## JOB
Convert these entries into a two-column CSV with the header entry_text,answer and one row per entry. Put each entry's text and its answer in a single quoted field, and replace any line breaks with spaces.

## Items listed in a dataset

:::

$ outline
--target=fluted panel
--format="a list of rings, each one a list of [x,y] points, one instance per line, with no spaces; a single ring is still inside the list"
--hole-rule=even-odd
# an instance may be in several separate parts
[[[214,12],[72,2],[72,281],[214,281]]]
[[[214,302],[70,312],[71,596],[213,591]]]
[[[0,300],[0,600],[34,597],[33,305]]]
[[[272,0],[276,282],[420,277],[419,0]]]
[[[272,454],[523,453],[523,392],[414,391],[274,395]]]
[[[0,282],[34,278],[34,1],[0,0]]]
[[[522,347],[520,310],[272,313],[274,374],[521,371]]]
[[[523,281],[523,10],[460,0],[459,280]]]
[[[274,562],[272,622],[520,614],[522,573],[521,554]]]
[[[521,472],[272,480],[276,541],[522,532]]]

:::

## TASK ANSWER
entry_text,answer
"$ outline --target=fluted panel --format=""a list of rings, each one a list of [x,y] points, one instance per line, with no spaces; a single ring is still inside the list"" --hole-rule=even-odd # an instance may be in several separate parts","[[[214,12],[72,2],[72,281],[214,281]]] [[[214,302],[70,312],[71,596],[213,591]]] [[[0,300],[0,600],[34,597],[33,305]]] [[[272,0],[276,282],[420,277],[419,0]]] [[[272,454],[523,453],[523,392],[414,391],[274,395]]] [[[0,282],[34,278],[34,1],[0,0]]] [[[522,347],[520,310],[272,313],[274,374],[521,371]]] [[[523,281],[523,10],[460,0],[459,280]]] [[[274,562],[272,622],[520,614],[522,573],[521,554]]] [[[521,472],[272,480],[276,541],[522,532]]]"